**EXTRACT PROVIDED:**

DIY

Where I grew up, football wasn’t a big deal.

Unless you meant Australian Rules football, which most certainly was a big deal. But football football? What some folks call soccer? Not at all.

I grew up in Adelaide, Australia. My parents didn’t play, my grandparents didn’t play, and nobody in my family had any clue about football. Yet somehow it became the center of my life. I played on the Australian national team. I was one of the first few women on the FIFA executive committee. I’ve had some strange and priceless adventures, both on and off the field.  

And now I’m excited to announce that this year I will be taking on a new role as the independent chair of the management committee of Common Goal, the charitable fund supported by professional footballers all over the world. I’ll be working to allocate money to various football programs across the globe — and I cannot wait to get started.

Nothing would have seemed more unlikely when I was 10. Early on, football was not a part of life in my unusual household.

**ENTRIES:**
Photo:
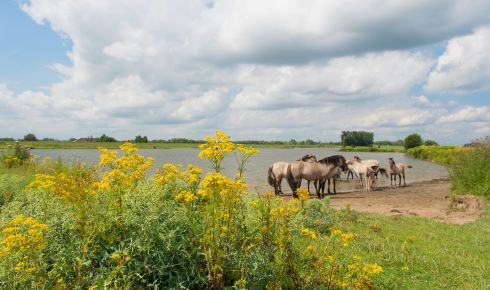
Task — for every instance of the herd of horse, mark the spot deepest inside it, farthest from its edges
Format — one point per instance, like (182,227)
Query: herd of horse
(321,172)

**TASK TO CARRY OUT:**
Please answer these questions from the football text:
1. In which city did the writer grow up?
2. Which national team did the writer play on?
3. What role will the writer take on this year?
The records were taken from a separate source.

**FINAL RESULT:**
1. Adelaide, Australia.
2. The Australian national team.
3. Independent chair of the management committee of Common Goal.